>>
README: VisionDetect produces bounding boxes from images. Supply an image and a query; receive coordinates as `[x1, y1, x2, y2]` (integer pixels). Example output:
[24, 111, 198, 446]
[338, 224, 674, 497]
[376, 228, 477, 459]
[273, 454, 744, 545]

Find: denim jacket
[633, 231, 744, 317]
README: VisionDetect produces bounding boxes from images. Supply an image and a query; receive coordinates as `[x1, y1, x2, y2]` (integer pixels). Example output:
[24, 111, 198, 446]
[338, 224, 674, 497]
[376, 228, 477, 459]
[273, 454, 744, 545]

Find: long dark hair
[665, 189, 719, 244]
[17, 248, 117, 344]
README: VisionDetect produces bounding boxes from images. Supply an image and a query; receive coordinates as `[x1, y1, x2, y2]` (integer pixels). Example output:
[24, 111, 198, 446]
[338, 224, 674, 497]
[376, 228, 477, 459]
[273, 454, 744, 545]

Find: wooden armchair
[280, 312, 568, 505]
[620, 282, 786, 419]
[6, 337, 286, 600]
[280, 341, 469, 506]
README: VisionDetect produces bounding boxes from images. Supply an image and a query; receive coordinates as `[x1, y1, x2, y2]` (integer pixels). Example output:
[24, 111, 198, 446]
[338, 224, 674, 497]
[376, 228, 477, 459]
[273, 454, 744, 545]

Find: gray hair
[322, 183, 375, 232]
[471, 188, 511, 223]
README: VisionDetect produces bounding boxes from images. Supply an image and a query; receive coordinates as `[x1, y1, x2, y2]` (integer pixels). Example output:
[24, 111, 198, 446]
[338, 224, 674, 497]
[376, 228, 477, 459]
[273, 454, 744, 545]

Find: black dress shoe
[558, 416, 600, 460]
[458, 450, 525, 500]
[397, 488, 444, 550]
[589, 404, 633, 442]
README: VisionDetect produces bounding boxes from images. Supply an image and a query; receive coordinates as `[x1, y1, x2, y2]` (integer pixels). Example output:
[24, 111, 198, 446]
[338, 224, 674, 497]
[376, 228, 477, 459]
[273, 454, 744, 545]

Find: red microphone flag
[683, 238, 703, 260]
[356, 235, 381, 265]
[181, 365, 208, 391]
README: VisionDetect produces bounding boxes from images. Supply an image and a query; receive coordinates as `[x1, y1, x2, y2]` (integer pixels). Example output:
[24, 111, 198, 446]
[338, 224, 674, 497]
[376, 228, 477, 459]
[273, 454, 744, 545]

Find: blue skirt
<<
## What to do
Return all of the records above word for word, from the first line to the last, with nothing added, dropped, or changed.

## Complete output
README: VisionDetect produces bounding boxes from images. Supply an image and a query; receive coordinates as `[x1, y1, x2, y2]` (integer pixels). Example output:
[24, 111, 198, 446]
[338, 224, 674, 497]
[376, 228, 477, 459]
[273, 454, 744, 545]

Find: denim jacket
[633, 231, 744, 317]
README: VisionDetect produces bounding boxes from images. Supply an image and a query; receive coordinates as `[x1, y1, x2, y2]` (integer pixels). Example output:
[24, 111, 198, 446]
[338, 224, 674, 497]
[376, 228, 477, 459]
[273, 454, 744, 545]

Find: long dark hair
[665, 189, 719, 244]
[17, 248, 117, 344]
README: VisionDetect produces bounding boxes from images. Supply an image and a query; receive coordinates as `[x1, y1, x2, y2]` (integer pixels). Example output:
[24, 111, 198, 446]
[338, 224, 674, 497]
[376, 228, 477, 459]
[273, 454, 744, 545]

Find: wooden armchair
[280, 312, 568, 505]
[620, 282, 786, 419]
[6, 337, 286, 600]
[280, 341, 469, 506]
README: VisionDetect produces bounding boxes from images. Supply an image and a query; receive coordinates as `[x1, y1, x2, y2]` (integer pixels). Example output:
[24, 111, 198, 446]
[338, 224, 674, 497]
[376, 228, 477, 459]
[273, 454, 744, 545]

Find: gray hair
[322, 183, 375, 232]
[471, 188, 511, 223]
README: VisionDetect produces bounding boxes from images. Supply an image and a query; receive coordinates as `[x1, y1, x2, y2]` (integer pixels). Example output:
[24, 111, 198, 446]
[338, 224, 674, 497]
[376, 228, 477, 459]
[273, 454, 744, 545]

Find: black dress shoe
[558, 416, 600, 460]
[458, 450, 525, 500]
[397, 488, 444, 550]
[589, 404, 633, 442]
README: VisionDetect produces bounding boxes from images. Supply an image and a query; receive coordinates as `[x1, y1, x2, y2]` (integer pixels). Example output:
[24, 111, 198, 446]
[338, 224, 674, 497]
[376, 228, 477, 459]
[273, 454, 744, 545]

Find: red microphone flag
[683, 238, 703, 260]
[356, 235, 381, 265]
[181, 365, 208, 391]
README: VisionDetect produces bounding boxes from images. Supply an image and a query; receive coordinates as `[x1, y1, x2, y2]` (integer pixels). Example output:
[24, 111, 198, 446]
[338, 224, 674, 497]
[376, 228, 477, 459]
[273, 454, 744, 545]

Find: blue skirt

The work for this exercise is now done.